Data for review Block Start
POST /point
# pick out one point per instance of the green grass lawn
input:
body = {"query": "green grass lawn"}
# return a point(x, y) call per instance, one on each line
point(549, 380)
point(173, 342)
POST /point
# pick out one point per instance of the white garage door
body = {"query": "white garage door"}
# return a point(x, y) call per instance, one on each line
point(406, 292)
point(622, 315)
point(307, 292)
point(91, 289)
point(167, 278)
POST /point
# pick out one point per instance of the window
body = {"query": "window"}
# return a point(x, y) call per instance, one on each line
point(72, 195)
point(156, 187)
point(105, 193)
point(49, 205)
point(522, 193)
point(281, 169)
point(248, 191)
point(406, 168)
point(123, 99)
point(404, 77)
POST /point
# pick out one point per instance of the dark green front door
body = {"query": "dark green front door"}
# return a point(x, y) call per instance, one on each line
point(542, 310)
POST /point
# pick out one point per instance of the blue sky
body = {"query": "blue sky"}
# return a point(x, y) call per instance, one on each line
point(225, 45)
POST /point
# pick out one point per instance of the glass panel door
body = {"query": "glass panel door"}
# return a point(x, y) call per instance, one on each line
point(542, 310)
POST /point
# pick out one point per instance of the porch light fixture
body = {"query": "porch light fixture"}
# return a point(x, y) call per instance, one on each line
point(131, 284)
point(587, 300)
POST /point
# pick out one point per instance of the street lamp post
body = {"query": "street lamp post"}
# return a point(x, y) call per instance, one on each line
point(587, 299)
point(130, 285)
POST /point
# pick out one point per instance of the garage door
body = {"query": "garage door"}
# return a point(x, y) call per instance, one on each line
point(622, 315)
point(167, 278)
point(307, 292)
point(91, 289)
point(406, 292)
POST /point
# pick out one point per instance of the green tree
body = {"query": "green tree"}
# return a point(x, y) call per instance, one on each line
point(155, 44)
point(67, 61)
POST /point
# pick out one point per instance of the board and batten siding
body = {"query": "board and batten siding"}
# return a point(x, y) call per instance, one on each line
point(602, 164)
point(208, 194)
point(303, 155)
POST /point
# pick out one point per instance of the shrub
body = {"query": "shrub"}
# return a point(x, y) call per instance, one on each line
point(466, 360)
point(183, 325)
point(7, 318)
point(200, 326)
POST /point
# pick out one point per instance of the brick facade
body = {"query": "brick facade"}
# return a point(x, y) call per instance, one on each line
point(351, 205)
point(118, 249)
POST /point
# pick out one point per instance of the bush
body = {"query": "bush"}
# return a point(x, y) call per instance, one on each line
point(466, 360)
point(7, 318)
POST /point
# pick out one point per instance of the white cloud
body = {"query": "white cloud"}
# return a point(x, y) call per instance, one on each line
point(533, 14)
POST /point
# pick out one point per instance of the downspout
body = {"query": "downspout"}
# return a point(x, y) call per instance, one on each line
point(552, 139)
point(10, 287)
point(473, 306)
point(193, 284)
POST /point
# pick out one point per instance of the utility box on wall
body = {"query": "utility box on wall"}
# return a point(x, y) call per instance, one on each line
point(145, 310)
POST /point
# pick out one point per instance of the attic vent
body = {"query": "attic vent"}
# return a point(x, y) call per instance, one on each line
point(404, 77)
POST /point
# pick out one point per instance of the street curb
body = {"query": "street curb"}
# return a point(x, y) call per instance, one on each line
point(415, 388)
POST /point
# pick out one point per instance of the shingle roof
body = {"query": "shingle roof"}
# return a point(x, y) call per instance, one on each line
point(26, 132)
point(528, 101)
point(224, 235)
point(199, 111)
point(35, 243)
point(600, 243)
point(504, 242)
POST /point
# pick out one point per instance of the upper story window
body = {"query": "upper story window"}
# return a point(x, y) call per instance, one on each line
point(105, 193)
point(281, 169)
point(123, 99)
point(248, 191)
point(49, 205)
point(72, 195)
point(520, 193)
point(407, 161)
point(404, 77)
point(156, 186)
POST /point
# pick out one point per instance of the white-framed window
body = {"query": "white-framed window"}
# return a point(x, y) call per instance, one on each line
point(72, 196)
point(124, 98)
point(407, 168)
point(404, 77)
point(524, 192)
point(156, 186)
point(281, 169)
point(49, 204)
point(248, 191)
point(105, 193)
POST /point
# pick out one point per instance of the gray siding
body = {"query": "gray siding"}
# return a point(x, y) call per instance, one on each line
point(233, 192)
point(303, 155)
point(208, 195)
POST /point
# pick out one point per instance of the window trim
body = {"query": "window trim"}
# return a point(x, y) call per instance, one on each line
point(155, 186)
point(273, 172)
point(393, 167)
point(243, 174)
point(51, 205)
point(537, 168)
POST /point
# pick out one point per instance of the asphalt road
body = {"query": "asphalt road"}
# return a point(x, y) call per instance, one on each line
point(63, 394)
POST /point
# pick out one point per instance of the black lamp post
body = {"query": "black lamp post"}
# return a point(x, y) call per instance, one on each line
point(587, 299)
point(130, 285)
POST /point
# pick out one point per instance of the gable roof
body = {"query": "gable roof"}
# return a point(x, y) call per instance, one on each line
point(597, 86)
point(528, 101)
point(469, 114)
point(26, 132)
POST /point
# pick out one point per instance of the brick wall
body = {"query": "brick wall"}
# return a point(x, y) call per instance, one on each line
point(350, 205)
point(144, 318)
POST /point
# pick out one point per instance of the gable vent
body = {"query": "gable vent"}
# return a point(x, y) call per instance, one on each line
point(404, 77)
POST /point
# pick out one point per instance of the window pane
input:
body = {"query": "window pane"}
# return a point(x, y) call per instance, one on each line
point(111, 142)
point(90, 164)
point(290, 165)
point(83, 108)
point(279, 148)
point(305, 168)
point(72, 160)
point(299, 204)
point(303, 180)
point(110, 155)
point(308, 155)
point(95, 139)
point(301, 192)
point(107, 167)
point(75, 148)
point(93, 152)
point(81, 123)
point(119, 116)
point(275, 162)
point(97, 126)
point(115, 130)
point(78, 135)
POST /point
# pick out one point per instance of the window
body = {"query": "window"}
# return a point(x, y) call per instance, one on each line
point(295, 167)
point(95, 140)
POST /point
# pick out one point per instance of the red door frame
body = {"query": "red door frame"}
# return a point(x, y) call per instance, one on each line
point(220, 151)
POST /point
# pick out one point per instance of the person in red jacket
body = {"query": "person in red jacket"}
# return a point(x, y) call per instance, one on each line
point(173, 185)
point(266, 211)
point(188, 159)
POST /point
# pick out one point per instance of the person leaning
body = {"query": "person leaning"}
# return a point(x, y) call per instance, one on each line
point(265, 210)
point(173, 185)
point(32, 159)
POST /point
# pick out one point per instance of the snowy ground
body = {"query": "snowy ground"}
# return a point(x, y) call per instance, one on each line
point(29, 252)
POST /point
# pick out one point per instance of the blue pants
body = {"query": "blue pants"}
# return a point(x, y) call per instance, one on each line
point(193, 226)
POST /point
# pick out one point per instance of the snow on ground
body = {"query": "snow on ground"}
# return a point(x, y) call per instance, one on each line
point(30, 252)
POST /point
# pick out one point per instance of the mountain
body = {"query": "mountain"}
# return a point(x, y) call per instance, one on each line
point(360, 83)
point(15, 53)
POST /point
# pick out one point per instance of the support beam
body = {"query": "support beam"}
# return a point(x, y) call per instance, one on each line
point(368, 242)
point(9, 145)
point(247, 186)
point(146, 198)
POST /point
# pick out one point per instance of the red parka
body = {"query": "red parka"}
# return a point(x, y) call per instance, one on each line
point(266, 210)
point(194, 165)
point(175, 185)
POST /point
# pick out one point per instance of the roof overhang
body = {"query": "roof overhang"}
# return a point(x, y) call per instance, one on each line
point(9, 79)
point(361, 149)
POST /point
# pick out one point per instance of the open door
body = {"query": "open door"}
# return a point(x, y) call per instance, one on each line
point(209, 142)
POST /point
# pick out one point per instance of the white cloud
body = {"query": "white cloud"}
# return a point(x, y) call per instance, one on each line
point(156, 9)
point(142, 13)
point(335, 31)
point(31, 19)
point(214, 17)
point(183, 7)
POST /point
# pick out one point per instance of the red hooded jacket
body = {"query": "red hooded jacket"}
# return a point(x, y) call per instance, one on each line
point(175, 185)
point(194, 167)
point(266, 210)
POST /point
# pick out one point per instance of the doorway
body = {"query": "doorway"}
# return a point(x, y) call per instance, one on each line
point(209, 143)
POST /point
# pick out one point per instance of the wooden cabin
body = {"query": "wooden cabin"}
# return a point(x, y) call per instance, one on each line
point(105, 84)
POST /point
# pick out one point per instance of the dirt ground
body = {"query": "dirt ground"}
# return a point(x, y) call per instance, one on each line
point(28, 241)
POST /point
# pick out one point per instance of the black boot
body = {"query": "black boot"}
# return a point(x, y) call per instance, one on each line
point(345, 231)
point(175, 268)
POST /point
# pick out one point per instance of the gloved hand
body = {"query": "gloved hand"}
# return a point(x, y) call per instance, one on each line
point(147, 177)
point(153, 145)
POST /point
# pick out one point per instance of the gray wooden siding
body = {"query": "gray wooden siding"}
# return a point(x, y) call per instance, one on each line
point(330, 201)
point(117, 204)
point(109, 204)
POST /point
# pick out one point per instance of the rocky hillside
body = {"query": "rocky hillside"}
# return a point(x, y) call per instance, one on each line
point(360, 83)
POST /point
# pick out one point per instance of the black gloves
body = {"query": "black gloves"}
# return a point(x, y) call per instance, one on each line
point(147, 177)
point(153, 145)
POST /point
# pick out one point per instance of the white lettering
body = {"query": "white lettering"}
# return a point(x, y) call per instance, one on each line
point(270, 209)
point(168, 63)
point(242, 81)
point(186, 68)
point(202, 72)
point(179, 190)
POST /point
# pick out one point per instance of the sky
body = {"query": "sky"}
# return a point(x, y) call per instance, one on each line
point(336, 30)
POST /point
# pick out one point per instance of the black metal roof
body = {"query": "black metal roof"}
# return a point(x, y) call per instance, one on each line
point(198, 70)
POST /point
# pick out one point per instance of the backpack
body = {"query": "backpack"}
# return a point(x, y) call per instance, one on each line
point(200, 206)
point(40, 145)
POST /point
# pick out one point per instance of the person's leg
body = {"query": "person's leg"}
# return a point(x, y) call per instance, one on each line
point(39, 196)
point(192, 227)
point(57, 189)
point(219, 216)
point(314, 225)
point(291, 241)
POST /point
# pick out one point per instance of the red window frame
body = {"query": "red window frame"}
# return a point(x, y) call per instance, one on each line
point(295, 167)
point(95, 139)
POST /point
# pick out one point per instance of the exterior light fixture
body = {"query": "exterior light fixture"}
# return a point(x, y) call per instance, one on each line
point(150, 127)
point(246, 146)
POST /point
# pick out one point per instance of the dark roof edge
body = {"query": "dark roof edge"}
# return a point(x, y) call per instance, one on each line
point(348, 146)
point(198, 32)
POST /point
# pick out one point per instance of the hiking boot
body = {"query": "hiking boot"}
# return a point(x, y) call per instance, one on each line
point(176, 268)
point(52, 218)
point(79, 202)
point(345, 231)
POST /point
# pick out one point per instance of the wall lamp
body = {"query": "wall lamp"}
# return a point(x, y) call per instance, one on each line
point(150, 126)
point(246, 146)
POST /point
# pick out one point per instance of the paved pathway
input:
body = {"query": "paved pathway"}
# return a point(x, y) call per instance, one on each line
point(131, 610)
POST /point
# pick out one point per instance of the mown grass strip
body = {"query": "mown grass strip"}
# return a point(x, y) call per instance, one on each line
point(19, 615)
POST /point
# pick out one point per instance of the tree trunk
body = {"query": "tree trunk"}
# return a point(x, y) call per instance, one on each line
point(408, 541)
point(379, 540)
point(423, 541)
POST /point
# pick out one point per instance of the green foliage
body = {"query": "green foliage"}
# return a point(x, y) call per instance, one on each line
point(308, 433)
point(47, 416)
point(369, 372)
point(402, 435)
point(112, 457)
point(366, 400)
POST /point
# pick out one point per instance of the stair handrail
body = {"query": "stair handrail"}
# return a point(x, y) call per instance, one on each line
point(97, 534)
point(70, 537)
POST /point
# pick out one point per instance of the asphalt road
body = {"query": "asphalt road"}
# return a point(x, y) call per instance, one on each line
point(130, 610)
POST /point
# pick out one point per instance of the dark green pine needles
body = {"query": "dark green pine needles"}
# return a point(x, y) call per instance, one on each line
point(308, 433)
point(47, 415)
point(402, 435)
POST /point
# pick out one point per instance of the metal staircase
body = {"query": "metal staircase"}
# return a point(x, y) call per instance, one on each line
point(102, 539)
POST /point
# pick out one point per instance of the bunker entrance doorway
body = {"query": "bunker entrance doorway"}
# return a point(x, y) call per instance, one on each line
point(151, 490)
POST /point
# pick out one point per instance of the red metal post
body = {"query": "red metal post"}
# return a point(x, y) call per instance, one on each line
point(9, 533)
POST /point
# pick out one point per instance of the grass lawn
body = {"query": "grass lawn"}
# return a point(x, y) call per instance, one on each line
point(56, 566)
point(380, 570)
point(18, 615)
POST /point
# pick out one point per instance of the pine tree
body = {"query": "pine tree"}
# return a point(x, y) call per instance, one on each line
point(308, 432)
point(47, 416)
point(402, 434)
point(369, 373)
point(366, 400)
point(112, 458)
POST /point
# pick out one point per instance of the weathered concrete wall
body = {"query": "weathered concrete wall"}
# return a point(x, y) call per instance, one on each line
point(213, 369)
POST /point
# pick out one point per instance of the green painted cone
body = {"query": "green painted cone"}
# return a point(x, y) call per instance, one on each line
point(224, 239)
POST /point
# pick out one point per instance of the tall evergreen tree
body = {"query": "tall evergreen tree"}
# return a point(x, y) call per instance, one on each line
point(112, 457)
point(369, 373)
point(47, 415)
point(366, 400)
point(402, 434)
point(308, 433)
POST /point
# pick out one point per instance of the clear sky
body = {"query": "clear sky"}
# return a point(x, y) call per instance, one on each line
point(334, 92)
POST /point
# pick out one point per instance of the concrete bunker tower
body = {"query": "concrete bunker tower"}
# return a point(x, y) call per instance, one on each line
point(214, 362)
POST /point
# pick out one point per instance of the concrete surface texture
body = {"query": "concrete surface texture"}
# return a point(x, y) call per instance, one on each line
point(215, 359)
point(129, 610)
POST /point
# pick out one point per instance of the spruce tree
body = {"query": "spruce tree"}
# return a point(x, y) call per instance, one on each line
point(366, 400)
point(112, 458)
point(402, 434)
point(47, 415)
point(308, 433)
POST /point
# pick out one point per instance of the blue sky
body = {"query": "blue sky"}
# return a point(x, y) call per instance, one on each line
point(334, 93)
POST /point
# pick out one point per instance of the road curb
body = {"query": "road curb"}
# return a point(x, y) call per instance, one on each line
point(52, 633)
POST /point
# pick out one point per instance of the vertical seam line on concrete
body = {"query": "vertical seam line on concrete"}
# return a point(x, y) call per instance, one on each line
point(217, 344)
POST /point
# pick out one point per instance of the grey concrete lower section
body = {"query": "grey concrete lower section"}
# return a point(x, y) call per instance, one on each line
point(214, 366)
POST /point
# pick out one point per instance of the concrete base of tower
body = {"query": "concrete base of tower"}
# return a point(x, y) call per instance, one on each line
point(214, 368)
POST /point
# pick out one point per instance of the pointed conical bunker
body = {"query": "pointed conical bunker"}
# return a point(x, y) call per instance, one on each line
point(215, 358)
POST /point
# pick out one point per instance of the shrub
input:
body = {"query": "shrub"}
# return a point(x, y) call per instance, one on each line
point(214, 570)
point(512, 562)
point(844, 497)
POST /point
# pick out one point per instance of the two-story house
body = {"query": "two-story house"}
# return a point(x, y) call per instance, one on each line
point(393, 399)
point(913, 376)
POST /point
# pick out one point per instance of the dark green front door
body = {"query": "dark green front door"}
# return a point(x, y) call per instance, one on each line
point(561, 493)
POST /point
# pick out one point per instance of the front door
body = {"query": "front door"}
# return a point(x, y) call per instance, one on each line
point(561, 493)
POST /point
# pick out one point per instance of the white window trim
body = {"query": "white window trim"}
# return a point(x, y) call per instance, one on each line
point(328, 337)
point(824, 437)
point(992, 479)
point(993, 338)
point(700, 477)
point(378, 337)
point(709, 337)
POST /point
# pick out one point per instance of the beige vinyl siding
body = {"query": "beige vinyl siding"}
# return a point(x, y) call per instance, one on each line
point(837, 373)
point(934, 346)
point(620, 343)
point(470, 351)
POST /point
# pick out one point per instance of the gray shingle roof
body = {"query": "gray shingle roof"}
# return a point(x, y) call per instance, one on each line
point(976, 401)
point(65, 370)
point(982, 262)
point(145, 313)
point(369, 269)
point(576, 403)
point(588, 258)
Data for review Block End
# What to do
Going through the data, tally the lines containing "trunk" and report only the result.

# Exercise response
2